WHAT THE TASK REQUIRES :: Exact copies of the line with "Reviewer note: check that every instance of the necklace" and of all lines after it through the end of the entries are required, and no other lines.

Top of DATA EXTRACT

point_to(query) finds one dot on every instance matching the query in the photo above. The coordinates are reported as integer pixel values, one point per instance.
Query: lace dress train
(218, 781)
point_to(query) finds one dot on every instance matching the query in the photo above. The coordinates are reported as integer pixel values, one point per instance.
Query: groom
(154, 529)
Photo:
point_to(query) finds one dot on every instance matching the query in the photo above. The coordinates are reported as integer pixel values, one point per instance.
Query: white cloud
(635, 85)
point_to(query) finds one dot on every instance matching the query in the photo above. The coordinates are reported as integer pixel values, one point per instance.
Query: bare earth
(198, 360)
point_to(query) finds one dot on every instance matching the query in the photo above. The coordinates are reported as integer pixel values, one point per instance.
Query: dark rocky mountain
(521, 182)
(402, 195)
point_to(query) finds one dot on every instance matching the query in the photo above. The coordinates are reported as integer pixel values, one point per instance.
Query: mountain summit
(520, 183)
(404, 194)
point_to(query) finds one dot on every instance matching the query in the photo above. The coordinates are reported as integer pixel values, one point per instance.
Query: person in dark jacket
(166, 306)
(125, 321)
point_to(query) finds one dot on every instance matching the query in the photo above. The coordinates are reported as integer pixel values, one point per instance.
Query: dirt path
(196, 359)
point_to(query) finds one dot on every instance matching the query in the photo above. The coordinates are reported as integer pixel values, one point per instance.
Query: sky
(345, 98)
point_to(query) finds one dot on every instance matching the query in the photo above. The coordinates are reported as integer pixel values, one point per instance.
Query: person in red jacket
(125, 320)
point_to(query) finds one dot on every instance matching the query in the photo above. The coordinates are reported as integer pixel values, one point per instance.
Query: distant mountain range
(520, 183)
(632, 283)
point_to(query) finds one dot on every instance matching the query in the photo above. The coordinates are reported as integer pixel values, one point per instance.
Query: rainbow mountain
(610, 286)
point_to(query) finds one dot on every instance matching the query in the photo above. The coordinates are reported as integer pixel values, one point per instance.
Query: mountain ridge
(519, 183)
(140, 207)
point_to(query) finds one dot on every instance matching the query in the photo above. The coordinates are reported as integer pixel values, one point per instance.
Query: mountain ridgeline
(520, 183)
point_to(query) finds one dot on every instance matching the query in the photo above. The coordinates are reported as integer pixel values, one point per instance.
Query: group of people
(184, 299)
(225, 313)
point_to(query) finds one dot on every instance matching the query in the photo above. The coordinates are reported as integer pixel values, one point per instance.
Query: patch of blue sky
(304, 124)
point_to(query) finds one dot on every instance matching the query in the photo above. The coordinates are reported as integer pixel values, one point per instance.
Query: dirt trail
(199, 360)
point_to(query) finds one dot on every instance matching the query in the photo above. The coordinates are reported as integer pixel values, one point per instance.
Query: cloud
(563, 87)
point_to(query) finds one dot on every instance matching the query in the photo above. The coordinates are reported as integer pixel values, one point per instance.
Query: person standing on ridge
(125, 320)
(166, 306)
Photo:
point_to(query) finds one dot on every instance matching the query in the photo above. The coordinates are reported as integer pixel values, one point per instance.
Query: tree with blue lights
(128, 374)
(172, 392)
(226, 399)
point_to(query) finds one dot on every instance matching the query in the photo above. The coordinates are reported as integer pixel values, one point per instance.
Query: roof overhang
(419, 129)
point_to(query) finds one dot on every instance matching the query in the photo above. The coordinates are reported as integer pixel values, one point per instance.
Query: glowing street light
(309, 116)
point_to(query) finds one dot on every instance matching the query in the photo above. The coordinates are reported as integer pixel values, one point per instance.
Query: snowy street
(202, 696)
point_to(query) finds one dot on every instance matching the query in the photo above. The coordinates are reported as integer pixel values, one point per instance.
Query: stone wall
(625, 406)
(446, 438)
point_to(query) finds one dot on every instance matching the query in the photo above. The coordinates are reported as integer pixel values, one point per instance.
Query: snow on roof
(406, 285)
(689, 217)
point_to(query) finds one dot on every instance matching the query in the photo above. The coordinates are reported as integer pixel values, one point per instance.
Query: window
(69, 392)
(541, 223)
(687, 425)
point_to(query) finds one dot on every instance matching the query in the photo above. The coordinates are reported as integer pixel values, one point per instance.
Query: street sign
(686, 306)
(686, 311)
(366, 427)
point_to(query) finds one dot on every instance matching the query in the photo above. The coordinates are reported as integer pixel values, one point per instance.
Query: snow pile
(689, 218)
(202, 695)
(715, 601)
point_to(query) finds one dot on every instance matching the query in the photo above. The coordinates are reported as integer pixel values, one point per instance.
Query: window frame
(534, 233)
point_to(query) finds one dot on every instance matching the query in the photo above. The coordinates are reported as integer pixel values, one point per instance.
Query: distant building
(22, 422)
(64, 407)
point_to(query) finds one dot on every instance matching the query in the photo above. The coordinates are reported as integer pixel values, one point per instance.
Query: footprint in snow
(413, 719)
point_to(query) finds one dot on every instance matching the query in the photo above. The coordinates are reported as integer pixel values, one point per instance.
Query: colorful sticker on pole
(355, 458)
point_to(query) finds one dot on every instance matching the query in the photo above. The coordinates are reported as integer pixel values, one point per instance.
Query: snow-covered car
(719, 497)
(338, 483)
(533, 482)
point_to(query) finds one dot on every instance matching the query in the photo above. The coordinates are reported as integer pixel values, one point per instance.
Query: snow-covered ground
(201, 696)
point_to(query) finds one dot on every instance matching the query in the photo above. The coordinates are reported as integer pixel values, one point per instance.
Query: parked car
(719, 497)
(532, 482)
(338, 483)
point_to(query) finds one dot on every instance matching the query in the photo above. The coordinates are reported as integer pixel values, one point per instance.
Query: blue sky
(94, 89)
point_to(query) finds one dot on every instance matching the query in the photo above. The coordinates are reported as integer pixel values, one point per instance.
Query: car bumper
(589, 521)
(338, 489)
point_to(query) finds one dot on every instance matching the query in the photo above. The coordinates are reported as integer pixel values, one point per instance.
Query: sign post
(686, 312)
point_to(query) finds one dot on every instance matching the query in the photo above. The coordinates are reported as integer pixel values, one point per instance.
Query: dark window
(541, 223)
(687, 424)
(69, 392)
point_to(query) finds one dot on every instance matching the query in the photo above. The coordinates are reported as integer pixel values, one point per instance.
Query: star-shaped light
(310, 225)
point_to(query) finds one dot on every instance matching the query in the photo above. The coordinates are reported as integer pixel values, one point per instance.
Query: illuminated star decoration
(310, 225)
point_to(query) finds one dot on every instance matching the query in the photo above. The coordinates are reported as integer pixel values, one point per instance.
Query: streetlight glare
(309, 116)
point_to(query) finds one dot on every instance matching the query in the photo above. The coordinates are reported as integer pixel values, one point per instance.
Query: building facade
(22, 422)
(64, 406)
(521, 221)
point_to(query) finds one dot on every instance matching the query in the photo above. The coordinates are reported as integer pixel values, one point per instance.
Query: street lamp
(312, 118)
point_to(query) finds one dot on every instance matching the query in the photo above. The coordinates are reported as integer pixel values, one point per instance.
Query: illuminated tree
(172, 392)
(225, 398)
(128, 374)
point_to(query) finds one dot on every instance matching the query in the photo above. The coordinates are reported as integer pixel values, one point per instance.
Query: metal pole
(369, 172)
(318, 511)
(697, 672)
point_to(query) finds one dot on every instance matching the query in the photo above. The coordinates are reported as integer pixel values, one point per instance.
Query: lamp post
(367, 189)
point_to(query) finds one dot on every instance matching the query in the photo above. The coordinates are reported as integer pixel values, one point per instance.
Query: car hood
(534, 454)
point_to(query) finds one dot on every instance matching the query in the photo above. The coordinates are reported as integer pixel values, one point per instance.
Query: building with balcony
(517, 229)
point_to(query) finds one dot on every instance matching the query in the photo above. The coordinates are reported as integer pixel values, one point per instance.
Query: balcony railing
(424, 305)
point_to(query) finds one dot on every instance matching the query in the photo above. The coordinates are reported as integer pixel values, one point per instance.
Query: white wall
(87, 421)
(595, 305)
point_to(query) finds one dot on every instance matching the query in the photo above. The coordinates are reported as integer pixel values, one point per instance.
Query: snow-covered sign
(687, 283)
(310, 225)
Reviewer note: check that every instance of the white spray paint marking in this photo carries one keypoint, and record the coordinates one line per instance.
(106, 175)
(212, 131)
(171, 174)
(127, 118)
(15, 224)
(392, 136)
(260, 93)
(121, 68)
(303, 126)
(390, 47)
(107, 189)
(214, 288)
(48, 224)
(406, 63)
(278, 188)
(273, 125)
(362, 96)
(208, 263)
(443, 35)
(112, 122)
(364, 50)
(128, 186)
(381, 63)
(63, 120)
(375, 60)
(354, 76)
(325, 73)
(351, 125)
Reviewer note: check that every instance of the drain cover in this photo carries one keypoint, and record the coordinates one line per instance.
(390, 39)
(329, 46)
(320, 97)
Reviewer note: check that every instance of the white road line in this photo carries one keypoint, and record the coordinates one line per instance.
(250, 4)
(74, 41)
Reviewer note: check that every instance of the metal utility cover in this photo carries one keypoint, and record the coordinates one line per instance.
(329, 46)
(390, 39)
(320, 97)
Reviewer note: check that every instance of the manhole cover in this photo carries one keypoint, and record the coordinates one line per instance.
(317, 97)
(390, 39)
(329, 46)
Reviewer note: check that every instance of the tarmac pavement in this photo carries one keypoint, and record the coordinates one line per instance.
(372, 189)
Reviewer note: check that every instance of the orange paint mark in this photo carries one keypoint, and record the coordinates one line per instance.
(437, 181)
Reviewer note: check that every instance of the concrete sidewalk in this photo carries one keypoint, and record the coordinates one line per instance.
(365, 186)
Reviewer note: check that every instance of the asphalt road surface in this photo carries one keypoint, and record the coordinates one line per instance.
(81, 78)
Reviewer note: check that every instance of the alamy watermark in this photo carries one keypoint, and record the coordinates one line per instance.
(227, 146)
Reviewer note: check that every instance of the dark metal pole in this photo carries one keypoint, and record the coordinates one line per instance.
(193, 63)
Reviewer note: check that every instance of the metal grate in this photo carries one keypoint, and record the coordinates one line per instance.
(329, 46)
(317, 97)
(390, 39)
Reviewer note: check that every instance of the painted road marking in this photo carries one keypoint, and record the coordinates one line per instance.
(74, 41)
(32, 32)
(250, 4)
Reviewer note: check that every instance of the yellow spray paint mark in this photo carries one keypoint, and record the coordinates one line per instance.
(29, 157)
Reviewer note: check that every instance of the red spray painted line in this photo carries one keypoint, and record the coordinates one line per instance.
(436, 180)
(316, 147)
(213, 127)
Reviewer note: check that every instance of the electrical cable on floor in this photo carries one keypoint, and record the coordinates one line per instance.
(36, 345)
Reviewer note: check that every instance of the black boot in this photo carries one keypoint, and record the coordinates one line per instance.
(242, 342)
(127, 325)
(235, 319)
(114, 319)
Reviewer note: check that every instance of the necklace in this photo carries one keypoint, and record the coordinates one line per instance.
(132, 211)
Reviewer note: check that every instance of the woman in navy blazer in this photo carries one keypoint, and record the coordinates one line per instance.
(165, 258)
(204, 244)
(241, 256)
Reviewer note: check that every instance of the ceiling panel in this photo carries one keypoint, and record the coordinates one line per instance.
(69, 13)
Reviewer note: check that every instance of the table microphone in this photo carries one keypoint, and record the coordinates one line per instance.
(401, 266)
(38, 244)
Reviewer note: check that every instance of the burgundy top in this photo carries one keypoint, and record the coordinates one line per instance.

Bottom of DATA EXTRACT

SOLUTION FOR THIS TASK ::
Reviewer note: check that every instance of the necklace in this photo carries one keypoint, and record the coordinates one line per instance.
(132, 211)
Reviewer note: check that every instance of the woman in navy blazer in this photo carries one keypoint, and record the coordinates one line per instance.
(165, 258)
(204, 244)
(241, 256)
Reviewer note: check that every instance of the ceiling panel in this photo carries one keypoint, and record the coordinates one line per instance.
(69, 13)
Reviewer note: check that every instance of the table microphone in this photo carries one keypoint, and record the coordinates one line per instance.
(401, 266)
(38, 244)
Reviewer note: check that every instance of the burgundy top in this photo carries one keypoint, and record the coordinates one line per instance.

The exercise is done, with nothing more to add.